TASK: Copy out every record precisely.

Labeled-object pointing entries
==============================
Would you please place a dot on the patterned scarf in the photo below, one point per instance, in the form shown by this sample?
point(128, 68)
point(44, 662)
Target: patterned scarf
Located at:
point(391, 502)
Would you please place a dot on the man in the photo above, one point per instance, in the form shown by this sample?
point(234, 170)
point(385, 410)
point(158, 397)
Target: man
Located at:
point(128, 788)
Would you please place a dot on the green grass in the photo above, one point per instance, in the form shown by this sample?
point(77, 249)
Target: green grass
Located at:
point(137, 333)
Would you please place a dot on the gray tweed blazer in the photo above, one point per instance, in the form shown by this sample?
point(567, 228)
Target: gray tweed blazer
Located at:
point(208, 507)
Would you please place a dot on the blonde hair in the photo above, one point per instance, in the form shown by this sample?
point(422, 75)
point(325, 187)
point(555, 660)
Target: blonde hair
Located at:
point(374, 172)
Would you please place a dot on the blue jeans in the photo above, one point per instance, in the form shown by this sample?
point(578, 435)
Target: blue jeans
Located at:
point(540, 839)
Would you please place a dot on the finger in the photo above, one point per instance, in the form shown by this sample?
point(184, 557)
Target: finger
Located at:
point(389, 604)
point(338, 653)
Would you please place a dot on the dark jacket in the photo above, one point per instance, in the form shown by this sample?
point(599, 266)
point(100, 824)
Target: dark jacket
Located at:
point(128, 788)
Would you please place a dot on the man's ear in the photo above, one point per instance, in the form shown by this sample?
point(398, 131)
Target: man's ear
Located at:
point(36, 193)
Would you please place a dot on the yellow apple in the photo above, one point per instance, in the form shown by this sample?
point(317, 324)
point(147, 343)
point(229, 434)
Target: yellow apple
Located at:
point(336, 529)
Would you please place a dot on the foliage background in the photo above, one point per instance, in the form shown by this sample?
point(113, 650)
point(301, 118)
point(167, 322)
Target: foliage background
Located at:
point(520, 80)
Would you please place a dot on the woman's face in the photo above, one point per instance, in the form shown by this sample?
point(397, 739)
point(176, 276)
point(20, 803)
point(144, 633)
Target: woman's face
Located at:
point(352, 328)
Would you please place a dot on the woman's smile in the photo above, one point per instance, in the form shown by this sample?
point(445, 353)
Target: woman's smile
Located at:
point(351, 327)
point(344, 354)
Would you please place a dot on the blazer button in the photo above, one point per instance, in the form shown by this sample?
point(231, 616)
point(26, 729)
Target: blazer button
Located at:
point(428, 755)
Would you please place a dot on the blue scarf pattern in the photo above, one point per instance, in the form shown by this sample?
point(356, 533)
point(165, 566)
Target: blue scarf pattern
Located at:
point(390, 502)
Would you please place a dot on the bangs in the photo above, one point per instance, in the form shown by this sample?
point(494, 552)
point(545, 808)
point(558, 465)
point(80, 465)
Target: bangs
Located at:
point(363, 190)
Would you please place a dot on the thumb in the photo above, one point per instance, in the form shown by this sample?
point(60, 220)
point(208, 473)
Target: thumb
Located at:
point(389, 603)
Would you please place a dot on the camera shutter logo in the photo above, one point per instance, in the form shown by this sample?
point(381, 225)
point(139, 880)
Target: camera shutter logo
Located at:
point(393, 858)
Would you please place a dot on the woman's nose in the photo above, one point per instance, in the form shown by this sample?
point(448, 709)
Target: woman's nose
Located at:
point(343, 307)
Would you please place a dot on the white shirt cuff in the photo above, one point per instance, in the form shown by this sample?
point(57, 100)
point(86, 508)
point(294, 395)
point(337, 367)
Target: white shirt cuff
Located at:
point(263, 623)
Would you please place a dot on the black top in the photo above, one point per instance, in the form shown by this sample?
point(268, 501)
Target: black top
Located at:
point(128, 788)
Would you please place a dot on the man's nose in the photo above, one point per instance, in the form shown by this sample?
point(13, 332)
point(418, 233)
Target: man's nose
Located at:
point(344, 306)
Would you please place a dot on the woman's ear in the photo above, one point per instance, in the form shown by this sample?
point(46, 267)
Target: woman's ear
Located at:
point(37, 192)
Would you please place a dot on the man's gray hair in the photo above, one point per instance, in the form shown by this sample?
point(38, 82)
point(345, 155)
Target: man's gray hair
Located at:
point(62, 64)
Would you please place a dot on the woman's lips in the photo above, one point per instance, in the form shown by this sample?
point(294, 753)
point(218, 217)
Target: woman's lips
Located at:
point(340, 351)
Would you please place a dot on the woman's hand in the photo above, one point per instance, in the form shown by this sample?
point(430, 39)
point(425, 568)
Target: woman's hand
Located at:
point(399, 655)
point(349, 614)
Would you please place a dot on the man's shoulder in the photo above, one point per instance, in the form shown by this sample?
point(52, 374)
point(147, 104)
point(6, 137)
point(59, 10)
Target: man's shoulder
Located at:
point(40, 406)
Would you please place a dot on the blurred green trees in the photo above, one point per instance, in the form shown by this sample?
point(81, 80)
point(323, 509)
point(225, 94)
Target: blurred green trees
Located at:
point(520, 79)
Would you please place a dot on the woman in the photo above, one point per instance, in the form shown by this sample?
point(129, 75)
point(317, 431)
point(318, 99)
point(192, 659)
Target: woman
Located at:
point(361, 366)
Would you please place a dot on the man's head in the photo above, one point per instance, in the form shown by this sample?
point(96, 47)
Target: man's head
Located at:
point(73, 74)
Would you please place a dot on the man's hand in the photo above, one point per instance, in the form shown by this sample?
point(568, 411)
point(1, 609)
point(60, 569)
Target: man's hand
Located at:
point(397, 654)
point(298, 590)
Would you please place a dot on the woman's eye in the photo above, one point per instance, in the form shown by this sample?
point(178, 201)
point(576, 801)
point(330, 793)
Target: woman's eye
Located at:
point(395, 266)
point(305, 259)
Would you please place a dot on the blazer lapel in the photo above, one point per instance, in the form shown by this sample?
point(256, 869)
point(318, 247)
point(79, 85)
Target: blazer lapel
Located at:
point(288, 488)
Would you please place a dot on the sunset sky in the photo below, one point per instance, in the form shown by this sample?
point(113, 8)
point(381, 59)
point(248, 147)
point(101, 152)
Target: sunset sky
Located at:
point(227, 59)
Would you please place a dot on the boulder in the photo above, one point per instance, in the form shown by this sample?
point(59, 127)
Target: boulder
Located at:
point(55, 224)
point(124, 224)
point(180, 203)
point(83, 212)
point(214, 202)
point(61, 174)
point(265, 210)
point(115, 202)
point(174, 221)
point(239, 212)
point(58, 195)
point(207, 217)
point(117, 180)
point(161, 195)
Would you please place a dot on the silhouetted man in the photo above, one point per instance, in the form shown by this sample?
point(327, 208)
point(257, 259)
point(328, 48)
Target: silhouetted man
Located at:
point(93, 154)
==============================
FINISHED EXERCISE:
Would you please place a dot on the patterned scarf in the photo below, one point per instance, in the form shown by this sample?
point(128, 68)
point(44, 662)
Target: patterned scarf
Located at:
point(391, 502)
Would you please place a dot on the man in the photo above, one point per instance, in the form shown by this sample?
point(234, 170)
point(385, 410)
point(158, 397)
Target: man
Located at:
point(128, 788)
Would you please place a dot on the green grass in the photo above, one point per instance, in the form shown by this sample?
point(77, 249)
Target: green grass
Located at:
point(137, 333)
Would you please place a dot on the gray tweed blazer in the photo above, one point per instance, in the form shown by this sample?
point(567, 228)
Target: gray tweed blazer
Located at:
point(208, 507)
Would you please place a dot on the blonde hair in the photo above, one point per instance, in the form shown by this sample?
point(422, 75)
point(325, 187)
point(555, 660)
Target: blonde hair
Located at:
point(374, 172)
Would you please place a dot on the blue jeans in the photo above, one point per instance, in the form shown by this sample?
point(578, 435)
Target: blue jeans
Located at:
point(540, 839)
Would you please place a dot on the finger in the photo above, one point per instance, in the form shown by this sample?
point(184, 557)
Target: finger
Located at:
point(389, 604)
point(338, 653)
Would you please place a dot on the dark jacket in the photo above, one point per instance, in the form shown by this sample?
point(599, 266)
point(100, 824)
Target: dark jacket
Located at:
point(128, 788)
Would you please place a dot on the man's ear in the photo above, one point per instance, in the form shown by this sample?
point(398, 131)
Target: man's ear
Located at:
point(36, 193)
Would you please place a dot on the yellow apple in the photo above, one point per instance, in the form shown by this sample?
point(317, 324)
point(147, 343)
point(229, 434)
Target: yellow apple
Located at:
point(336, 529)
Would you please place a dot on the foliage background in the photo above, one point per instance, in the form shown by this sample?
point(113, 650)
point(301, 118)
point(167, 322)
Target: foliage background
Located at:
point(520, 80)
Would you please place a dot on the woman's face in the photo above, one point per instance, in the form shown by this sample?
point(397, 739)
point(176, 276)
point(20, 803)
point(144, 633)
Target: woman's face
Located at:
point(352, 328)
Would you please place a dot on the woman's smile in the photo above, one point per instance, in the form shown by this sample?
point(445, 353)
Target: woman's smile
Located at:
point(351, 327)
point(344, 354)
Would you please place a dot on the blazer button in the photo above, one point per instance, in the form shown by this sample?
point(231, 616)
point(26, 729)
Target: blazer button
Located at:
point(428, 755)
Would you please place a dot on the blue scarf pattern in the photo above, one point per instance, in the form shown by this sample?
point(356, 533)
point(165, 566)
Target: blue scarf pattern
Located at:
point(390, 502)
Would you please place a dot on the bangs in the photo above, one point per instance, in the form shown by this sample?
point(494, 552)
point(545, 808)
point(558, 465)
point(80, 465)
Target: bangs
Located at:
point(363, 190)
Would you please place a dot on the thumb in the photo above, one point per instance, in the form shown by this sample?
point(60, 220)
point(208, 473)
Target: thumb
Located at:
point(389, 603)
Would you please place a dot on the camera shutter logo in the photo above, one point per instance, in the form shown by this sample?
point(381, 225)
point(139, 880)
Target: camera shutter logo
Located at:
point(393, 858)
Would you please place a dot on the woman's nose in the photo above, one point per instance, in the form shown by this sample?
point(448, 709)
Target: woman's nose
Located at:
point(343, 307)
Would you please place a dot on the white shirt cuff in the photo above, one point per instance, in the form shown by this sample?
point(57, 100)
point(86, 508)
point(294, 395)
point(337, 367)
Target: white shirt cuff
Located at:
point(263, 623)
Would you please place a dot on the black top in the photo above, one point per instance, in the form shown by this sample?
point(268, 501)
Target: black top
Located at:
point(128, 788)
Would you please place a dot on the man's nose in the photo above, one point per instance, in the form shown by this sample?
point(13, 332)
point(418, 233)
Target: man's nose
Located at:
point(344, 306)
Would you please place a dot on the woman's ear in the photo above, one point per instance, in the form shown by this sample?
point(46, 267)
Target: woman's ear
Located at:
point(37, 192)
Would you please place a dot on the man's gray hair in the photo above, one point per instance, in the form shown by this sample?
point(38, 82)
point(345, 155)
Target: man's gray hair
Located at:
point(62, 64)
Would you please place a dot on the woman's lips in the photo above, one point per instance, in the form shown by this sample?
point(294, 753)
point(218, 217)
Target: woman's lips
Located at:
point(340, 351)
Would you please place a dot on the woman's hand in the photo above, one point per instance, in the form shown by this sample?
point(430, 39)
point(425, 568)
Target: woman's hand
Located at:
point(399, 655)
point(349, 614)
Would you please place a dot on the man's shoulder in the photo above, one point per instance, in the form shown by this sample?
point(52, 374)
point(147, 104)
point(6, 137)
point(59, 10)
Target: man's shoulder
Located at:
point(40, 406)
Would you please place a dot on the blurred green trees in the photo above, one point per instance, in the form shown by this sample?
point(81, 80)
point(323, 509)
point(225, 94)
Target: blurred green trees
Located at:
point(520, 79)
Would you please place a dot on the woman in the photo above, one point per instance, in the form shown by this sample?
point(129, 75)
point(317, 431)
point(318, 99)
point(192, 659)
Target: woman
Located at:
point(361, 366)
Would you please place a dot on the man's head in the photo above, one point per instance, in the form shown by this sample?
point(96, 47)
Target: man's head
Located at:
point(73, 74)
Would you please place a dot on the man's hand in the photo above, one point per instance, in the form shown by this sample?
point(568, 411)
point(1, 609)
point(60, 569)
Target: man's hand
Located at:
point(397, 654)
point(298, 590)
Would you please place a dot on the woman's eye in the photo above, one point per instance, in the form shown by this sample?
point(178, 201)
point(576, 801)
point(330, 793)
Target: woman's eye
Located at:
point(395, 266)
point(305, 259)
Would you please place a dot on the blazer lapel in the photo above, one point per instance, in the form shown by this sample?
point(256, 869)
point(318, 247)
point(79, 85)
Target: blazer lapel
Located at:
point(288, 488)
Would you please place a dot on the sunset sky in the photo below, one point per instance, in the form shown by this sample?
point(113, 8)
point(381, 59)
point(248, 147)
point(101, 152)
Target: sunset sky
Located at:
point(227, 59)
Would you please place a dot on the boulder in the photo above, one point per instance, in the form shown by this sample?
point(59, 127)
Target: boulder
Located at:
point(55, 224)
point(124, 224)
point(180, 203)
point(83, 212)
point(214, 202)
point(61, 174)
point(265, 210)
point(115, 202)
point(174, 221)
point(239, 212)
point(58, 195)
point(207, 217)
point(117, 180)
point(161, 195)
Would you please place a dot on the silhouetted man in the photo above, one point per instance, in the form shown by this sample?
point(327, 208)
point(257, 259)
point(328, 48)
Target: silhouetted man
Located at:
point(93, 154)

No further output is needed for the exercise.